*Given exercise*:
Transcribe every line of the listing below word for word, omitting the pictures.
____ Records for the task
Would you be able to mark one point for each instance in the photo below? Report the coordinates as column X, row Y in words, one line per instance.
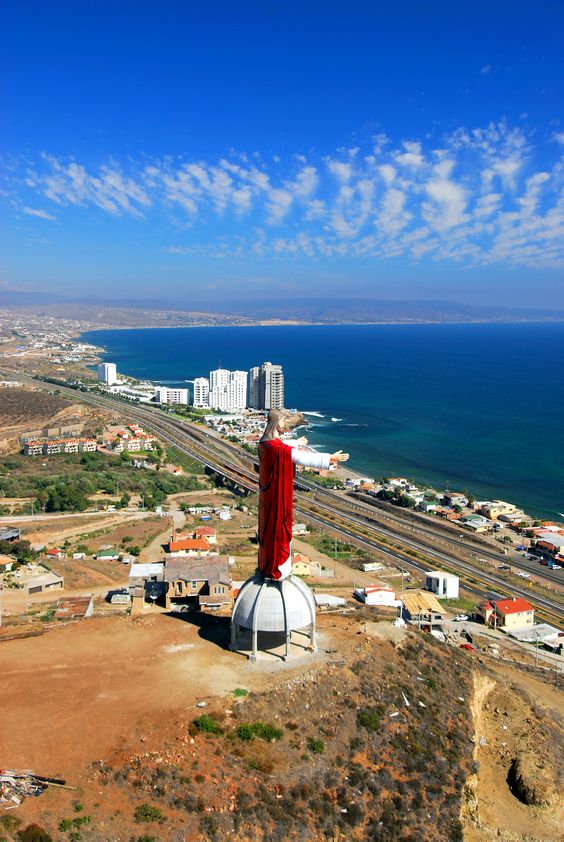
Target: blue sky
column 275, row 149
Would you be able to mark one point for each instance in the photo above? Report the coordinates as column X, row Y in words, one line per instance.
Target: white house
column 443, row 585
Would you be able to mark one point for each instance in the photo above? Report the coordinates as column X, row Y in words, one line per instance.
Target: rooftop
column 200, row 544
column 141, row 570
column 513, row 606
column 198, row 569
column 422, row 602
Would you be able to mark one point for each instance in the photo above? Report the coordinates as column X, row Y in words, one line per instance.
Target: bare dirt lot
column 109, row 704
column 19, row 407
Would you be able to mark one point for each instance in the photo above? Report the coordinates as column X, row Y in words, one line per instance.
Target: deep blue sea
column 476, row 407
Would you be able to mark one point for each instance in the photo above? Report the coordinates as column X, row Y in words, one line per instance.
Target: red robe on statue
column 276, row 484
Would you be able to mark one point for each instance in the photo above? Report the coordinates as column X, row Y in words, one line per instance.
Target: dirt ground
column 109, row 688
column 508, row 724
column 74, row 696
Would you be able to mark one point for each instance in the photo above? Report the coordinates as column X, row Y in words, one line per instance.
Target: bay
column 473, row 406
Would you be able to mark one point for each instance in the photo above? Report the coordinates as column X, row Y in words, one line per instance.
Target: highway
column 354, row 521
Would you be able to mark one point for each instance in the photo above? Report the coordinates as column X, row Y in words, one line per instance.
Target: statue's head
column 280, row 421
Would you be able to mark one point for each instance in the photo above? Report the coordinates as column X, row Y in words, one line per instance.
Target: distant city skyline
column 233, row 151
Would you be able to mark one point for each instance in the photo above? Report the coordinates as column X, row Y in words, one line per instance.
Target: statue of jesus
column 277, row 461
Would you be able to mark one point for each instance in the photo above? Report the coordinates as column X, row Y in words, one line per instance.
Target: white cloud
column 447, row 206
column 476, row 196
column 41, row 214
column 392, row 216
column 412, row 156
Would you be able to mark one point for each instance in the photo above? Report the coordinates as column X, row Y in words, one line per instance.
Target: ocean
column 475, row 407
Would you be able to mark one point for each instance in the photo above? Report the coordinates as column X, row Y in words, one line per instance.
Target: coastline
column 421, row 474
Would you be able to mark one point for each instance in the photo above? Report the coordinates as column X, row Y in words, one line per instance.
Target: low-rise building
column 378, row 596
column 88, row 445
column 494, row 508
column 443, row 585
column 33, row 448
column 477, row 523
column 207, row 532
column 6, row 563
column 423, row 609
column 301, row 564
column 44, row 582
column 515, row 613
column 205, row 580
column 299, row 529
column 188, row 547
column 108, row 555
column 140, row 574
column 371, row 566
column 551, row 543
column 9, row 533
column 74, row 608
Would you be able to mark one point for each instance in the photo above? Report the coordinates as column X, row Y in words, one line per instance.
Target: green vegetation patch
column 207, row 724
column 70, row 479
column 315, row 745
column 145, row 813
column 371, row 718
column 263, row 730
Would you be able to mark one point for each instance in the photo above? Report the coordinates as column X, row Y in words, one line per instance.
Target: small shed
column 44, row 582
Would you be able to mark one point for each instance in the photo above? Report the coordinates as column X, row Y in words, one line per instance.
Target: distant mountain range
column 311, row 310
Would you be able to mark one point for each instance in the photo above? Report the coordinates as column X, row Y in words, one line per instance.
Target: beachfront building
column 165, row 395
column 107, row 373
column 202, row 392
column 492, row 509
column 266, row 387
column 228, row 390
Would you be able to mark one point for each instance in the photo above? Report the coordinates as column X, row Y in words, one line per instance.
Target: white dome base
column 274, row 609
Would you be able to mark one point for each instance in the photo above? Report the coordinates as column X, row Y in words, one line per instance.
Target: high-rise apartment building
column 107, row 373
column 266, row 387
column 201, row 392
column 228, row 390
column 254, row 387
column 165, row 395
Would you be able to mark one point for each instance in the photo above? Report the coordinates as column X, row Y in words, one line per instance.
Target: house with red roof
column 188, row 547
column 207, row 532
column 515, row 613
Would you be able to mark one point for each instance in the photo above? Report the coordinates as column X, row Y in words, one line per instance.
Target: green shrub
column 316, row 746
column 206, row 724
column 371, row 717
column 9, row 822
column 148, row 813
column 262, row 730
column 34, row 833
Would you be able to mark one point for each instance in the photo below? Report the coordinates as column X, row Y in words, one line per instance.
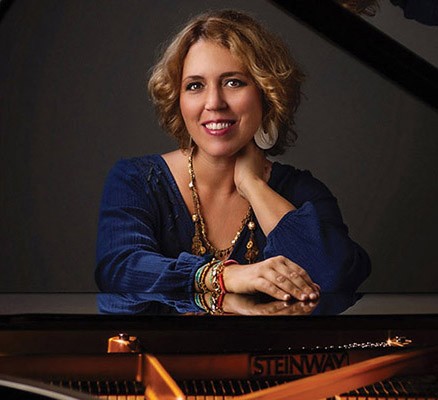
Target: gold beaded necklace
column 200, row 242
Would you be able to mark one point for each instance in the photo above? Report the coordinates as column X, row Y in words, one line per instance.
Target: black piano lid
column 369, row 45
column 371, row 320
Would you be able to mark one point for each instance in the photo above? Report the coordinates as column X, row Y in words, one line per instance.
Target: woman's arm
column 133, row 214
column 302, row 222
________
*Answer to this exercise*:
Would you be able to mark one point for each instance in the photo below? Report the coordinates as column X, row Y in words, one line per instance.
Target: blue sky
column 275, row 149
Would you be able to mark one point for each instance in the photo above? Report the coordinates as column X, row Y in words, one line per instance.
Target: white house
column 443, row 585
Would you be able to mark one point for each instance in the photo above? Report the coordinates as column X, row Y in words, one line per instance.
Target: rooftop
column 200, row 544
column 141, row 570
column 513, row 606
column 198, row 569
column 422, row 602
Would you be able to mark one point for each instance in the photo above? Report the coordinates as column X, row Y in words, one line per instance.
Target: bare dirt lot
column 109, row 704
column 19, row 407
Would you be able to mark one point for each instance in the photo above? Report the coordinates as column X, row Y in words, one line per instance.
Target: deep blue sea
column 476, row 407
Would you be able to mark one point for each instance in the photo above? Report the coordinates as column X, row Y in words, one line per instance.
Target: red robe on statue
column 276, row 484
Would you be able to mark one point for each instance in the photo above? Report the coordinates as column X, row Y in words, one line per instance.
Target: dirt ground
column 109, row 688
column 508, row 724
column 74, row 696
Would you be able to mark one point for each instance in the photo above? Report the coordinates as column X, row Y in words, one line per instance.
Target: bay
column 473, row 406
Would you be able to mark one point for each instance in the photo above? Report the coordinates as column X, row Y in words, one line per instance.
Target: highway
column 354, row 521
Would you be able to mark one point for each instance in the photo above? Report the coordinates as column X, row Y in words, one line per instance.
Target: statue's head
column 280, row 421
Would you be able to mark one point for each instance in the photo above? Report the coordinates as column X, row Y in words, one line per instance.
Target: distant city skyline
column 233, row 151
Would you be able to mark one point for each instance in the photo above? Report the coordinates as column X, row Y in words, one line per instance.
Target: statue of jesus
column 277, row 461
Would you be able to mark one point for each instance in the photo above? Report the coordinates as column X, row Y in words, one line per instance.
Target: white cloud
column 447, row 206
column 476, row 196
column 41, row 214
column 392, row 216
column 412, row 156
Would you be able to mark one point for each instance in the photo above? Report the coordinates as column X, row Y in words, one line per instance.
Target: ocean
column 475, row 407
Would you be able to mark one point for each instance in the photo above? Report the coordinates as column X, row Y in words, one line per instance.
Target: coastline
column 421, row 474
Would you be able to mark one point for each instance in the photo above? Report the coordinates as column X, row Y in words, one line per instance.
Target: low-rise building
column 378, row 596
column 88, row 445
column 494, row 508
column 443, row 585
column 33, row 448
column 477, row 523
column 207, row 532
column 6, row 563
column 423, row 609
column 301, row 564
column 44, row 582
column 515, row 613
column 205, row 580
column 299, row 529
column 188, row 547
column 108, row 555
column 140, row 574
column 371, row 566
column 551, row 543
column 9, row 533
column 74, row 608
Would you be able to mark one point for each instance in the photo above? Report the coordinates as column X, row Y in words, one line per instance.
Target: green vegetation patch
column 207, row 724
column 70, row 479
column 315, row 745
column 145, row 813
column 371, row 718
column 263, row 730
Would you be able to mark one point for each instance in the photo above? Report the coordinates as column X, row Y in words, one line per instance.
Target: small shed
column 44, row 582
Would you be able to mark one point for each instance in the photo above? Report the coordinates as column X, row Y in words, one line per instance.
Target: distant mountain range
column 311, row 310
Would you be able to mark one point for each instance in the photo above? Report the coordinates as column X, row Y in words, one line per instance.
Target: beachfront building
column 165, row 395
column 107, row 373
column 202, row 392
column 492, row 509
column 266, row 387
column 228, row 390
Would you be able to mark one point for each instance in the photo above? Report the coordinates as column X, row Y in words, one line per instance.
Target: white dome base
column 274, row 609
Would you be able to mark one point for each instance in the photo above? Report the coordinates as column X, row Y in words, one line per instance.
Target: high-rise apartment building
column 107, row 373
column 266, row 387
column 201, row 392
column 228, row 390
column 254, row 387
column 165, row 395
Would you be able to mark one point for each instance in the photo above? Report the coordinates as column X, row Y in words, one line per instance.
Target: house with red roof
column 188, row 547
column 207, row 532
column 515, row 613
Would you be able to mark one point for each instance in the photo above? Report the coordinates as column X, row Y in words, one line per instance.
Target: green shrub
column 316, row 746
column 206, row 724
column 371, row 717
column 9, row 822
column 148, row 813
column 262, row 730
column 34, row 833
Would you be able to mark one point for each instance in the photo below? Report the coordinates as column X, row Y in words, one line per instance.
Target: gold beaded necklace
column 200, row 242
Would you be able to mark one point for each instance in the photo above? Report the coordinates as column X, row Y in words, one line per instance.
Target: black piano lid
column 369, row 45
column 371, row 320
Would you be able to mark one point for each instance in the photo above? Report the coordinates as column X, row Y in words, one line per instance.
Target: woman's arm
column 133, row 214
column 302, row 222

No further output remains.